• _The tasks_:
A – According to the article about Ellen Page's wedding, where does Emma Portner teach contemporary jazz?
B – Write the next part of the article about Ellen Page's wedding, picking up after its final sentence.

• _Reading text_:
┌──
Ellen Page has tied the knot with her partner.

The 30-year-old, who rose to fame for her breakthrough role in coming of age indie film Juno, married Emma Portner.

Page surprised fans after announcing she wed Portner - who teaches contemporary jazz at the Broadway Dance Centre in New York – on Instagram.

“Can’t believe I get to call this extraordinary woman my wife,” the actor wrote on the social media site on Wednesday.

Portner also announced the news on her own Instagram page, saying: “Ellen Page I LOVE YOU.”

Both of their posts included a photo of Page and Portner’s almost identical looking hands adorned with their respective wedding bands gently touching.

Portner, originally from Ottawa in Ontario, has choreographed for Justin Bieber.

“Her performance and choreography appear in Justin Bieber’s ‘Life Is Worth Living’ video as well as on his Purpose World Tour,” her bio on the Broadway Dance Centre website states.

(Instagram / Ellen Page (Instagram / Ellen Page)

Dance Spirit magazine hails Portner as one of 13 young choreographers who are "changing the dance world” while The New York Times labels her “beguiling”.

Page, who has also starred in the X-Men films, Inception, and Whip It, has shared a number of interpretive dance videos with Portner. The happy couple have also sometimes shared cover songs together.

Page kept her sexuality a secret for years before finally deciding to come out at a Human Rights Campaign event for counsellors of young LGBT people in Las Vegas in February 2014.
└──
• _Material_:
┌──
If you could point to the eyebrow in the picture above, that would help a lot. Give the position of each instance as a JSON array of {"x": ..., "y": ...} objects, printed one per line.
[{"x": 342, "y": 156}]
└──
• _Task answers_:
A – She teaches at the Broadway Dance Centre in New York.

B –
Flatliners - Trailer

The actor admitted she lived something of a double life before coming out. “I felt, let’s just please be done with this chapter of discomfort and sadness and anxiety, and hurting my relationships, and all those things that come with it,” she said.

In the end, feelings of doubt and guilt meant Page could no longer keep her sexuality private.

“I felt guilty for not being a visible person for the community, and for having the privilege that I had and not using it. I had got to the point where I was telling myself, you know, you should feel guilty about this.

“I was an active participant in an element of Hollywood that is gross. I would never judge somebody else for not coming out, but for me, personally, it did start to feel like a moral imperative.”

In a candid speech which received two standing ovations, she explained she was driven by a “personal obligation” and “social responsibility”.

“I’m tired of hiding, I’m tired of lying by omission, I suffered for years because I was afraid to be out. My spirit suffered, my mental health suffered and my relationships suffered. And I’m standing here today with all of you on the other side of that pain.”